Prolongez le texte sur la réforme du système de santé à partir de sa dernière phrase.

**TEXTE D'ÉTUDE**
::::
La troisième priorité est d’encourager des pratiques de soins collectives et pluriprofessionnelles : même si elles ont depuis 2009 un statut juridique et désormais un statut financier conventionnel, les maisons de santé, qui fonctionnent selon ces règles, représentent encore un modèle expérimental. Il faudrait les développer et décliner ce type d’associations de praticiens en formules plus souples pour tendre à une généralisation. Enfin, le partage d’actes entre médecins et auxiliaires médicaux, jamais vraiment mis en œuvre alors même que la loi le prévoit, dégagerait du temps médical en améliorant le suivi des malades et la prévention.

Les orientations présentées ci-dessus sont cohérentes avec celles de la stratégie de transformation du système de santé de février 2018 même si celle-ci est muette sur l’unicité de pilotage. Cependant, dans ce document, la manière dont est abordé le « comment faire » est inquiétante, alors même que ce devrait être le cœur d’un projet crédible.

Comment mettre en œuvre ?
::::
**DONNÉES ENREGISTRÉES**

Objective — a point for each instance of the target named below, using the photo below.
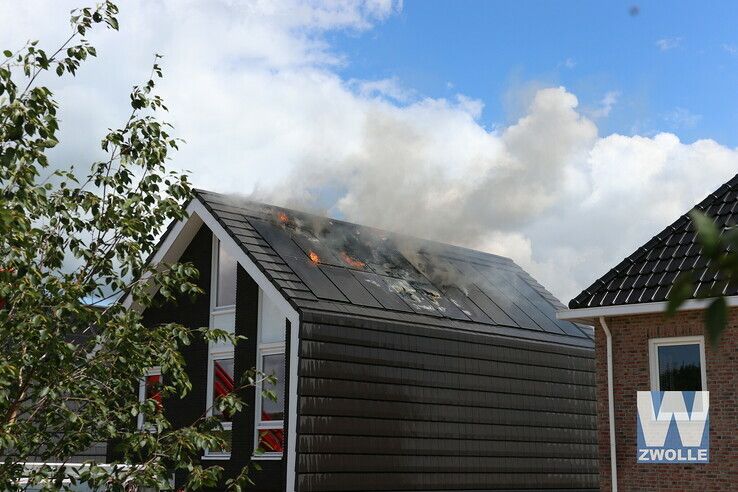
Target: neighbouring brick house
(628, 303)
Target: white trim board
(589, 314)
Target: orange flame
(314, 257)
(351, 261)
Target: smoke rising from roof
(398, 181)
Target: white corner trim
(588, 314)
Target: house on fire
(639, 348)
(402, 364)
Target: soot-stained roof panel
(319, 262)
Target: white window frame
(214, 355)
(154, 371)
(222, 317)
(655, 343)
(214, 308)
(271, 348)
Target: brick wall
(631, 373)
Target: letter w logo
(657, 409)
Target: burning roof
(321, 263)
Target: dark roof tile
(329, 265)
(648, 274)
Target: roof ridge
(453, 247)
(593, 288)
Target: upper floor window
(225, 284)
(269, 435)
(220, 384)
(678, 364)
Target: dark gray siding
(393, 406)
(272, 474)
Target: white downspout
(611, 407)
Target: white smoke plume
(256, 91)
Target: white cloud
(666, 44)
(256, 91)
(681, 118)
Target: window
(678, 364)
(220, 383)
(150, 389)
(225, 285)
(269, 435)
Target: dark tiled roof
(365, 272)
(648, 274)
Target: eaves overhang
(589, 315)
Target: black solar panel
(315, 260)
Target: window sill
(267, 456)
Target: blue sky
(674, 65)
(561, 134)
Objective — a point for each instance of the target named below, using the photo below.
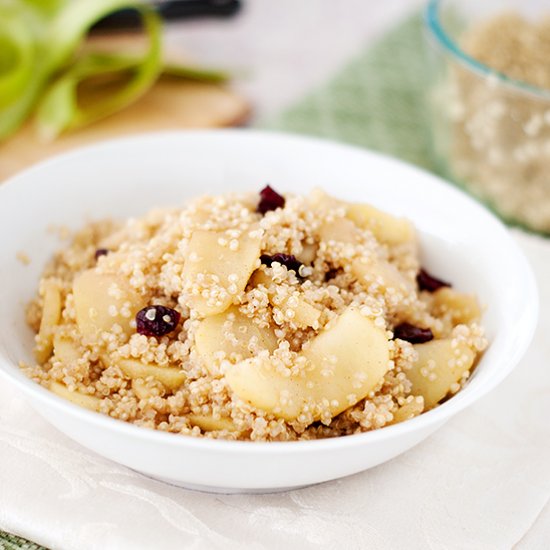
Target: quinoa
(498, 136)
(226, 318)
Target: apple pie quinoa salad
(254, 317)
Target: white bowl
(460, 241)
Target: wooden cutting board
(170, 104)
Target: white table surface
(482, 481)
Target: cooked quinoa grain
(226, 320)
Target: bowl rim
(436, 29)
(474, 390)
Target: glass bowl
(490, 131)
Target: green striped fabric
(12, 542)
(376, 101)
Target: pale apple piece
(171, 377)
(100, 301)
(207, 423)
(232, 268)
(409, 410)
(464, 308)
(382, 272)
(211, 337)
(309, 253)
(83, 400)
(346, 361)
(51, 314)
(339, 230)
(440, 365)
(65, 350)
(386, 228)
(305, 315)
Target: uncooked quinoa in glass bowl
(490, 102)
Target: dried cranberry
(288, 260)
(429, 282)
(270, 200)
(156, 320)
(101, 252)
(412, 334)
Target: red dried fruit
(429, 282)
(156, 320)
(270, 200)
(101, 252)
(288, 260)
(412, 334)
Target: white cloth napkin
(482, 481)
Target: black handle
(171, 10)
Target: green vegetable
(41, 67)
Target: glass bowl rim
(433, 24)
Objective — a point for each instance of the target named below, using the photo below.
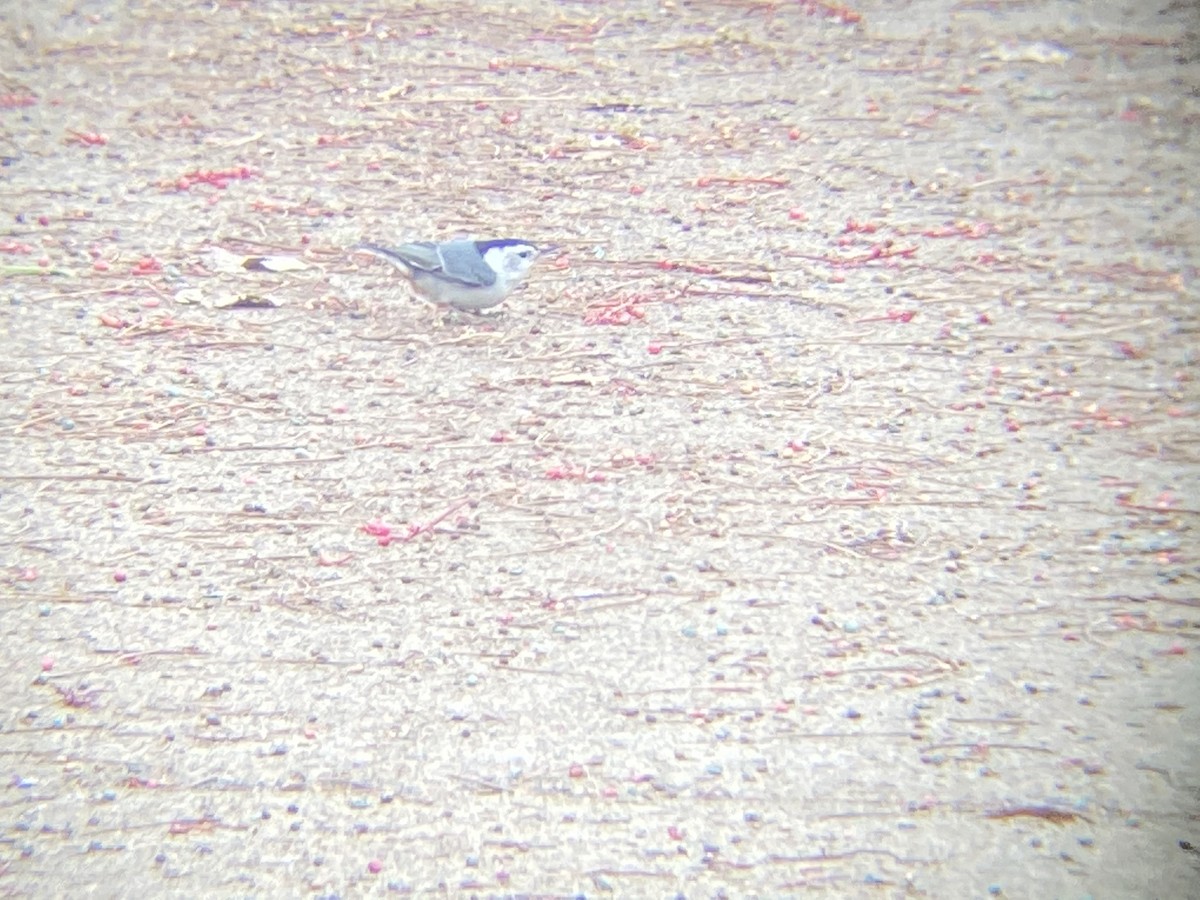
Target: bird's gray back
(461, 262)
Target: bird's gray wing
(461, 262)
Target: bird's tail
(385, 253)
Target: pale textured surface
(774, 589)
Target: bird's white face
(513, 261)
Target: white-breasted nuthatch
(463, 274)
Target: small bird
(463, 274)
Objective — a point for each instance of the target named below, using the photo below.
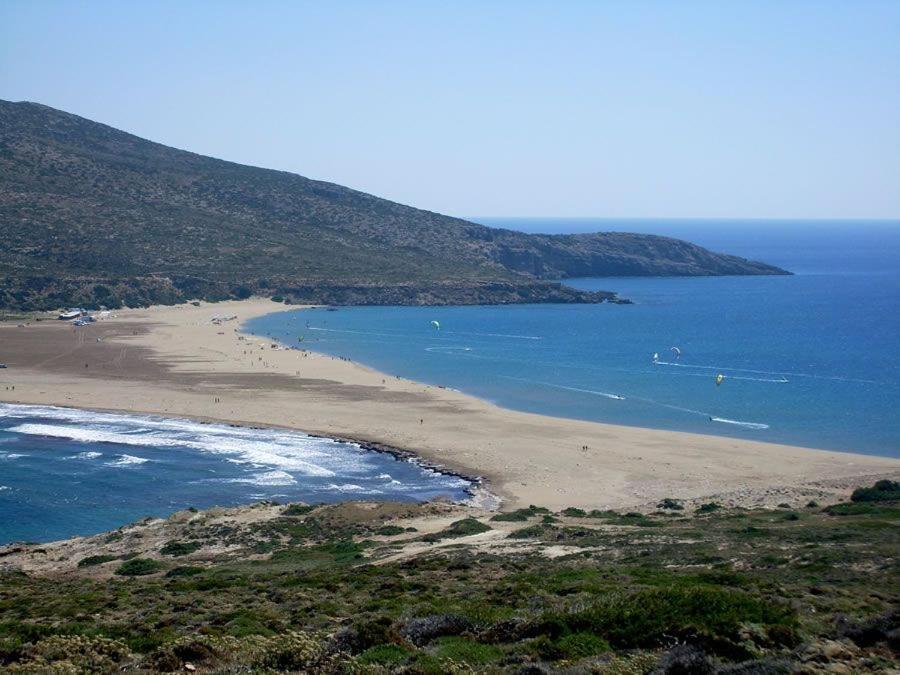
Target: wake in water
(604, 394)
(782, 374)
(780, 380)
(618, 397)
(746, 425)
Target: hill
(93, 215)
(709, 588)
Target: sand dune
(176, 361)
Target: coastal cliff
(93, 215)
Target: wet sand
(175, 361)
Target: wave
(291, 452)
(746, 425)
(278, 451)
(267, 478)
(128, 460)
(351, 488)
(86, 455)
(594, 392)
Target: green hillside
(93, 215)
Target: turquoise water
(811, 359)
(67, 472)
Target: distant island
(91, 215)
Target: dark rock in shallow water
(423, 630)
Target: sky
(618, 109)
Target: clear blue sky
(619, 109)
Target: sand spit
(181, 361)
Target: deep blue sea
(65, 472)
(811, 359)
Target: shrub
(581, 645)
(137, 567)
(387, 655)
(93, 560)
(709, 507)
(184, 571)
(461, 528)
(390, 530)
(533, 532)
(670, 504)
(647, 617)
(179, 548)
(882, 491)
(297, 510)
(853, 509)
(519, 515)
(467, 651)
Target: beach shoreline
::::
**RÉPONSE CI-DESSOUS**
La stratégie de transformation du système de santé feint de croire que les réformes annoncées sont consensuelles, voire techniques. L’Etat se contente donc d’afficher des orientations : il confie à d’autres organismes le soin d’en proposer la mise en œuvre. Si une telle méthode avait été utilisée pour réformer le droit du travail, le chantier se serait à coup sûr enlisé. C’est ce qui va se produire dans le domaine de la santé.

Ainsi, pour améliorer la pertinence et la qualité des soins, le Premier ministre prévoit de saisir à la fois la Haute autorité de santé, l’assurance maladie et les conseils nationaux professionnels des différentes spécialités ainsi que le collège de médecine générale pour qu’ils proposent à l’été 2018 des actions permettant de l’améliorer. L’Etat va alors disposer d’un inventaire à la Prévert et on peut compter sur les médecins pour édulcorer toute mesure un peu contraignante. Or, le projet nécessiterait d’inventer un système d’évaluation des actes médicaux, en prenant garde à sa souplesse, à son acceptabilité mais aussi à son efficacité : si l’on veut éviter les travers bureaucratiques d’un contrôle médical bis, il faut travailler, pas réclamer leurs idées à des institutions qui défendent des intérêts contradictoires. De plus, coupler ce projet avec la réforme de la tarification est indispensable : c’est elle qui biaise les choix.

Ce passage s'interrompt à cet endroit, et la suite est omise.